Excerpt:
------------------------------------

After signing a definitive agreement for a Business Combination, the Company will provide the holders of the public shares (the “Public Shareholders”) with the opportunity to redeem all or a portion of their Class A ordinary shares either (i) in connection with a shareholder meeting to approve the Business Combination or (ii) by means of a tender offer. Each Public Shareholder may elect to redeem their shares irrespective of whether they vote for or against the Business Combination at a per share price, payable in cash, equal to the aggregate amount then on deposit in the Trust Account as of two business days prior to the consummation of the Business Combination including interest earned on the funds held in the Trust Account and not previously released to the Company to pay taxes, divided by the number of then outstanding Public Shares, subject to the limitations described herein. The amount in the Trust Account is initially anticipated to be approximately $10.00 per Public Share. The per-share amount the Company will distribute to investors who properly redeem their shares will not be reduced by any deferred underwriting commissions payable to underwriters. The decision as to whether the Company will seek shareholder approval of the Business Combination or will allow shareholders to sell their shares in a tender offer will be made by the Company, solely in its discretion, and will be based on a variety of factors such as the timing of the transaction and whether the terms of the transaction would otherwise require the Company to seek shareholder approval under applicable law or stock exchange listing requirements. If the Company seeks shareholder approval, it will complete its Business Combination only if a majority of the outstanding Class A ordinary shares voted are voted in favor of the Business Combination. However, in no event will the Company redeem its Public Shares in an amount that would cause its net tangible assets to be less than $5,000,001, after payment of the deferred underwriting commission. In such an instance, the Company would not proceed with the redemption of its Public Shares and the related Business Combination, and instead may search for an alternate Business Combination.

The Company has 24 months from the Close Date to complete its Business Combination. If the Company does not complete a Business Combination within this period, it shall (i) cease all operations except for the purposes of winding up; (ii) as promptly as reasonably possible but not more than ten business days thereafter, redeem the Public Shares, at a per share price, payable in cash, equal to the aggregate amount then on deposit in the Trust Account, including interest earned on the funds in the Trust Account and not previously released to the Company to pay its taxes (less up to $100,000 of interest to pay dissolution expenses) divided by the number of then outstanding Public Shares, which redemption will completely extinguish Public Shareholders’ rights as shareholders (including the right to receive further liquidation distributions, if any), subject to applicable law, and (iii) as promptly as reasonably possible following such redemption, subject to the approval of the remaining shareholders and the board of directors, dissolve and liquidate, subject in each case to the Company’s obligations under Cayman Islands law to provide for claims of creditors and the requirements of other applicable law. The initial shareholders and the Company’s officers and directors have entered into a letter agreement with the

7


 

Company, pursuant to which they have waived their rights to liquidating distributions from the Trust Account with respect to their Founder Shares if the Company fails to complete the Business Combination within 24 months from the closing of the Public Offering. However, if the initial shareholders acquire Public Shares after the Public Offering, they will be entitled to liquidating distributions from the Trust Account with respect to such Public Shares if the Company fails to complete the Business Combination within the allotted 24-month time period.

------------------------------------

What this exercise asks:
1/ According to the excerpt on share redemption, how long does the Company have from the Close Date to complete its Business Combination?
2/ Rewrite the paragraph of the excerpt on share redemption that begins "After signing a definitive agreement" as a short list, keeping its main facts.

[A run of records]
------------------------------------

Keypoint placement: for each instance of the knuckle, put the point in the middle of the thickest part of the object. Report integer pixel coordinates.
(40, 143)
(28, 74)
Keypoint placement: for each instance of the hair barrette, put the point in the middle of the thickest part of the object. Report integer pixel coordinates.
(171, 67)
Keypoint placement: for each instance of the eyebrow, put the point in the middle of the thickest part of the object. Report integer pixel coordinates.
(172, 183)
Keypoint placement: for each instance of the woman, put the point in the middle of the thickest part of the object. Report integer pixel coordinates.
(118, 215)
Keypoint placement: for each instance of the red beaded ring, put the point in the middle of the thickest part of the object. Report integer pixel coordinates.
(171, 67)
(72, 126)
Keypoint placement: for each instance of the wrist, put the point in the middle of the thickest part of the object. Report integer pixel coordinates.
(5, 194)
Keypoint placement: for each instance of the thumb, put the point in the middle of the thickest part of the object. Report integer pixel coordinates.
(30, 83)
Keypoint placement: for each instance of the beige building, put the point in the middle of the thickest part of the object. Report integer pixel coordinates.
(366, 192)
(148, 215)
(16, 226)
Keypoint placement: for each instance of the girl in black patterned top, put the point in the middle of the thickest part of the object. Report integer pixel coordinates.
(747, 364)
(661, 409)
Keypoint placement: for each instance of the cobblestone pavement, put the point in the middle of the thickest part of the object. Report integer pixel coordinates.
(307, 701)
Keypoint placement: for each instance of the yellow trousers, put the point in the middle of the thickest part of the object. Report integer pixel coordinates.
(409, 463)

------------------------------------

The answers:
1/ 24 months.

2/
- After signing a definitive agreement for a Business Combination, the Company will let Public Shareholders redeem all or part of their Class A ordinary shares, either through a shareholder meeting to approve the deal or through a tender offer.
- Shareholders may redeem whether they vote for or against the deal.
- The cash price per share equals the amount in the Trust Account two business days before the deal closes, including interest not already released to pay taxes, divided by the outstanding Public Shares. This amount is initially expected to be about $10.00 per share.
- Deferred underwriting commissions will not reduce the amount paid to redeeming investors.
- The Company alone decides whether to seek shareholder approval or use a tender offer, based on factors such as timing and legal or stock exchange requirements.
- If approval is sought, the deal goes ahead only if a majority of the Class A ordinary shares voted are in favor.
- The Company will never redeem so many shares that its net tangible assets fall below $5,000,001 after paying the deferred underwriting commission. In that case it would drop the redemption and the deal and might look for another Business Combination.